Patent Cooperation Treaty (PCT): No

(30) Application Priority Data: None

Abstracts

English Abstract


A method for extracting hydrocarbons from a hydrocarbon bearing formation is
invented, which is
based on the co-injection of thermal fluids generated from two types of
generators. One type is the
conventional steam generator and the other is the proprietary controllable
steam and CO2 unit
(CSCU). The conventional steam generator provides steam. The CSCU provides
certain
composition of thermal fluids, including steam, N2, CO2, and some liquid
water. The proportion of
the thermal fluids from each type of generator ranges from 0 to 100%. The N2
and CO2 contents in
the co-injected fluids are adjusted easily. This co-injection technology can
be applied for the steam
assisted gravity drainage (SAGD) and the cyclic steam stimulation (CSS)
processes when an
optimum situation occurs. Surface flow meters, well head and down hole
temperature/pressure
sensors can provide useful information to control the co-injection process
with a programmable
logic controller (PLC) system.


Claims

Note: Claims are shown in the official language in which they were submitted.


CLAIMS
1) A thermal recovery method for extracting hydrocarbons from a hydrocarbon
bearing
reservoir based on the combination application of two types of thermal fluids
generators, the
method comprising,
(a) introducing at least one conventional steam generator for generating
steam; the steam
quality, rate, pressure, and temperature can be changed within a certain range
based on
saturated steam characteristics;
(b) introducing at least one proprietary controllable steam and CO2 unit
(CSCU) for
generating multiple thermal fluids, including steam, CO2, N2, and some liquid
water;
the steam quality, pressure, and temperature can be changed within a certain
range
based on saturated steam characteristics and Dalton's Law of partial
pressures;
(c) the proportion of the thermal fluids from each generator, which can
vary from 0% to
100% in the combined multiple thermal fluids system; if the proportion of the
thermal
fluids from (a) is 0%, then the proportion of the thermal fluids from (b) is
100% and
CO2 and N2 is maximum; if the proportion of the thermal fluids from (a) is
100%, then
the proportion of the thermal fluids from (b) is minimum (0%) and CO2 and N2
will not
exist in the system; if the proportion of the thermal fluids from (a) is
between 0% and
100%, then the proportion of the thermal fluids from (b) is between 100% and
0% and
the CO2 and N2 content in the combined thermal fluids system is between
maximum
and zero;
(d) injecting the mixed thermal fluids from (a) and (b) into the
hydrocarbon bearing
formation for developing the hydrocarbons.
2) The method of claim 1 wherein the hydrocarbon is heavy oil or bitumen.
3) The method of claim 1 wherein the combined thermal fluids from (a) and
(b) can be injected
into at least one well, whose type includes but not limit to horizontal, or
vertical, or slanted,
or deviated well, to soak for a period of time and then open to produce; when
production rate
is below an defined economic level, the second cycle begins; this cyclic
operations continue
until no economic benefit can be obtained.

4) The method of claim 1 wherein the combined thermal fluids from (a) and
(b) can be applied
in different stages of the steam assisted gravity drainage (SAGD) process,
such as in the later
stage for reducing heat loss to the overburden and/or during the wind-down
process for
reservoir pressure maintenance.

Requirements>
(a) Answer these questions from the patent text on thermal hydrocarbon recovery:
(i) What does the abbreviation CSCU stand for?
(ii) According to claim 2, what may the hydrocarbon be?
(iii) Which system uses the sensor information to control the co-injection process?
(b) Name every type of well that claim 3 of the patent text on thermal hydrocarbon recovery lists for injecting the combined thermal fluids.
(c) Write the next part of the patent text on thermal hydrocarbon recovery, picking up after its final claim.

Data listing>
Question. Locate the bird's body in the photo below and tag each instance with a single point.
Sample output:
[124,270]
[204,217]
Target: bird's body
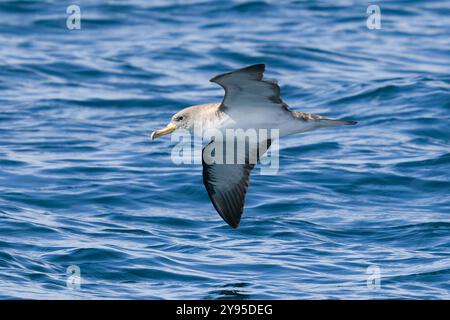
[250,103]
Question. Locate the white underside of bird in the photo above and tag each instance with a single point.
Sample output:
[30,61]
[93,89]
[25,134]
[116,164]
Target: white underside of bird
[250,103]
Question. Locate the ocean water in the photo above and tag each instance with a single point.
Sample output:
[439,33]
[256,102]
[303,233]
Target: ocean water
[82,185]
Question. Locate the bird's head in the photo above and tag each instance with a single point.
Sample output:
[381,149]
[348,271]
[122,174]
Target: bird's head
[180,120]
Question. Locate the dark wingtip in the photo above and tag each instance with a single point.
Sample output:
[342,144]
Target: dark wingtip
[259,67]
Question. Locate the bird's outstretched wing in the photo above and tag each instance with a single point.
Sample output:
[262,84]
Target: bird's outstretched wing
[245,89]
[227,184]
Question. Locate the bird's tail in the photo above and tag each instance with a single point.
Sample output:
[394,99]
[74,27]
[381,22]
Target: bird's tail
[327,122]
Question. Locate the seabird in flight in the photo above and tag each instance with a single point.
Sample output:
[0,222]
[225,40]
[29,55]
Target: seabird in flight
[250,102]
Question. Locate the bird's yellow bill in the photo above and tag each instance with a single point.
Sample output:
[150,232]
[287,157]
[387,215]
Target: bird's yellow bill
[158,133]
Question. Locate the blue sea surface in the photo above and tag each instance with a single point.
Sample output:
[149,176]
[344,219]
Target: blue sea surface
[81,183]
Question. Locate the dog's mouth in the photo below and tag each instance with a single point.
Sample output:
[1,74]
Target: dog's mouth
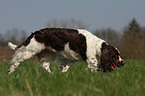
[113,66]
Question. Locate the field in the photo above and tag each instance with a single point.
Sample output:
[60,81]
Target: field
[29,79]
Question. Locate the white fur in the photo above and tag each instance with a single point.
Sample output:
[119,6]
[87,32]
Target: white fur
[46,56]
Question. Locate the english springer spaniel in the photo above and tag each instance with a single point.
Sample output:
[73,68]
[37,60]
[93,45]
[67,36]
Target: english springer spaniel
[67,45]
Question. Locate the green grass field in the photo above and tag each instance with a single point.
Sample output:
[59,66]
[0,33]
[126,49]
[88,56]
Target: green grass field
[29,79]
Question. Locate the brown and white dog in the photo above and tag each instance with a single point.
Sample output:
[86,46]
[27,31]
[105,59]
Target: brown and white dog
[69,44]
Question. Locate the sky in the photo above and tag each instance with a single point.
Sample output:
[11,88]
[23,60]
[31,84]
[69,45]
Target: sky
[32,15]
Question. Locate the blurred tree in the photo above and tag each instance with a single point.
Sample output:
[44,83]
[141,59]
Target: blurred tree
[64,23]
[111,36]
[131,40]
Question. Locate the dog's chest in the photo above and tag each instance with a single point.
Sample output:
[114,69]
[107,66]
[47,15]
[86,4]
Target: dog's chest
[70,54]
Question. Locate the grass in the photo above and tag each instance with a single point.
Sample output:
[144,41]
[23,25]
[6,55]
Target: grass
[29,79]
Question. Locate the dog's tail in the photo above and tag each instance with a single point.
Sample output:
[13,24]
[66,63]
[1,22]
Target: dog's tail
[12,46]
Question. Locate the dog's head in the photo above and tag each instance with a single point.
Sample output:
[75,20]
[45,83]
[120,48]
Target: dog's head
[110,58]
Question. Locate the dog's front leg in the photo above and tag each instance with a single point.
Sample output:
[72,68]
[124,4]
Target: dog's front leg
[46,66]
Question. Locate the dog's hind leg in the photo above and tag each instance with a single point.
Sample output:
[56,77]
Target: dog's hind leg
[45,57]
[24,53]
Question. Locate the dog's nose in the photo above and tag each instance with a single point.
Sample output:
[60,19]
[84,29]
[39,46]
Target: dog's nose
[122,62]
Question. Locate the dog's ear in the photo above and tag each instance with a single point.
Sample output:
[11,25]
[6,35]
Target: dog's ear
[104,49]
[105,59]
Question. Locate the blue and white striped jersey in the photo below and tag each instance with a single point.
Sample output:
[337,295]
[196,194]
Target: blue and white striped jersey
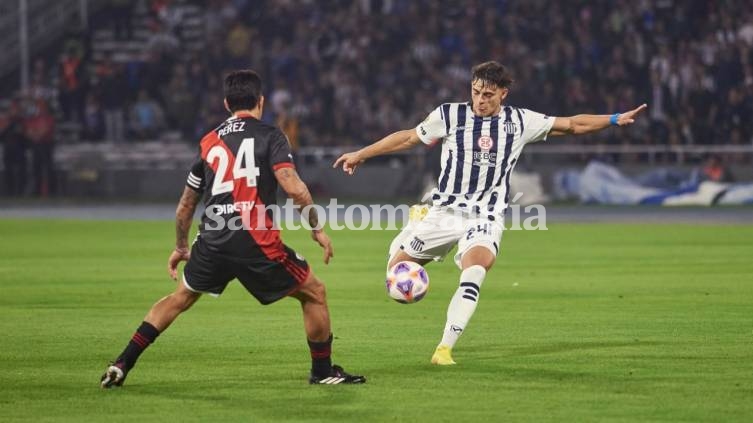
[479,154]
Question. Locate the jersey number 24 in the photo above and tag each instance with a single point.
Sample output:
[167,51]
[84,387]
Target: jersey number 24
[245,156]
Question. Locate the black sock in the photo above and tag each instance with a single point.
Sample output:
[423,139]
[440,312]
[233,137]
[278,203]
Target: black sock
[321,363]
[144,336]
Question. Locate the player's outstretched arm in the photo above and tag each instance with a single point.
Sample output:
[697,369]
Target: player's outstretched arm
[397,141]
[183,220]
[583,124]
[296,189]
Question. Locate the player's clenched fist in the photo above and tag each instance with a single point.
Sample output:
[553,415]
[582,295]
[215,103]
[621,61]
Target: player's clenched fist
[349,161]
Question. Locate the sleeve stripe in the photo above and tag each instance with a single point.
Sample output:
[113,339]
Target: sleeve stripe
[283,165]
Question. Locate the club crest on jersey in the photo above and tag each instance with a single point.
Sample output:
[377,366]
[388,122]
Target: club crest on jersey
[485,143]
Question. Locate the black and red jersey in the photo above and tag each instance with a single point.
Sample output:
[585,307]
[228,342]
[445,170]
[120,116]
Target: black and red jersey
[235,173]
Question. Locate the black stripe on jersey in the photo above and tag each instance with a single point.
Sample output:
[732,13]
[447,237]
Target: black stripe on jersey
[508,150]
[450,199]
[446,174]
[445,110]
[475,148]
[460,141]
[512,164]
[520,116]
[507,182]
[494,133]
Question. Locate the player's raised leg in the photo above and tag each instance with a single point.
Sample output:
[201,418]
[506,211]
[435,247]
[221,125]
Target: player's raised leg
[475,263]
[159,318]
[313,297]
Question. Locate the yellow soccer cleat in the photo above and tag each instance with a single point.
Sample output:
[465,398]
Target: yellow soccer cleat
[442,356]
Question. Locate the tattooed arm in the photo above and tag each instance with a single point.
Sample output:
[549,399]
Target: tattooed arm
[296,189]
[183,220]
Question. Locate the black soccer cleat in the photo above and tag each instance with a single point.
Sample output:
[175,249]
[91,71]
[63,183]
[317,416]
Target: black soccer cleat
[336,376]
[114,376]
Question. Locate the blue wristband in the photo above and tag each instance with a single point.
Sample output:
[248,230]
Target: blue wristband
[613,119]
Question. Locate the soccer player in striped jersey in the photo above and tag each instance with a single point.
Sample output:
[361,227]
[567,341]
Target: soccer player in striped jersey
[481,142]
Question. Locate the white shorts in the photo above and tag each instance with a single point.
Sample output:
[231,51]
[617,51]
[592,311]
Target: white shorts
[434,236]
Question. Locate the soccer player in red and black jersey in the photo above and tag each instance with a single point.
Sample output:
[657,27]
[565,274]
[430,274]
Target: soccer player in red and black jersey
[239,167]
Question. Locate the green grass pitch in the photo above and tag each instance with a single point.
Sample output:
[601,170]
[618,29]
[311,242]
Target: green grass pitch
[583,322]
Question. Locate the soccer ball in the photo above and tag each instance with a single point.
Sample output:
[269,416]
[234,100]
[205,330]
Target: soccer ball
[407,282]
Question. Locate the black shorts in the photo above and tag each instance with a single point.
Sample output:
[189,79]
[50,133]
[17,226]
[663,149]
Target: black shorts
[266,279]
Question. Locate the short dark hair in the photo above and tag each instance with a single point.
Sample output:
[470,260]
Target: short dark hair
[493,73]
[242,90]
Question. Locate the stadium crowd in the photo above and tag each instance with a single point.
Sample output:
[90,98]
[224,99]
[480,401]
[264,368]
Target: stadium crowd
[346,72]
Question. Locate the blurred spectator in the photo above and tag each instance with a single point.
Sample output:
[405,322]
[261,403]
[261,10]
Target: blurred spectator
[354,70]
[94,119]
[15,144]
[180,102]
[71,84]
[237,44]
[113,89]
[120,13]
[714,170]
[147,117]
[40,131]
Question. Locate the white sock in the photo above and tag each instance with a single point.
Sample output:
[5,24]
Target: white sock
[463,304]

Results for each task>
(a)
(i) Proprietary controllable steam and CO2 unit.
(ii) Heavy oil or bitumen.
(iii) A programmable logic controller (PLC) system.

(b) Horizontal, vertical, slanted, and deviated.

(c)
5) The method of any one of claim 1 and 3 to 4 wherein the at least one
injection well and/or
the at least one production well contains at least one sensor at down hole.
6) The method of any one of claim 1 and 3 to 4 wherein the at least one
injection well contains
at least one sensor at well head.
7) The method of any one of claim 1 and 3 to 4 wherein the surface
separation system can
provide gas and vapor samples.
8) The method of claim 5 wherein the at least one sensor is a temperature
sensor.
9) The method of claim 5 wherein the at least one sensor is a pressure
sensor.
10) The method of claim 6 wherein the at least one sensor is a temperature
sensor.
11) The method of claim 6 wherein the at least one sensor is a pressure
sensor.
12) The method of claim 1 wherein the flow meters are installed on both (a)
and (b).
13) The method of claim 1 wherein a number of observation wells can be
drilled in the target
reservoir and they are some distance away from the injection/production wells.
This distance
is determined based on reservoir and engineering studies.
14) The method of claim 1 and 13 wherein at least one pressure sensor and
at least one
temperature sensor are installed in those observation wells at down hole in
order to monitor
the pressure and temperature variations inside the reservoir.
15) The method of claims 7-14 wherein all data can be metered, measured,
monitored, collected,
summarized, and analyzed by the PLC. Then the corresponding operating
parameters can be
adjusted by the PLC to satisfy certain criteria in order to consistently
maintain the pre-
defined proportions of thermal fluids generated from both 1 (a) and 1 (b), as
described in
claim 1 (c).

Description

Note: Descriptions are shown in the official language in which they were submitted.


CA 02915431 2015-12-16
DESCRIPTION
FIELD OF THE INVENTION
[001] The invention relates to the recovery, extraction, and production of
hydrocarbons, including
heavy oil and bitumen.
BACKGROUND
[002] Fossil fuels and hydrocarbon based energy sources are widely used in the
world. A number
of recovery processes have been investigated and applied for developing the
heavy oil and bitumen
resources, such as the oil sands found in Canada, Venezuela, China, and the
United States.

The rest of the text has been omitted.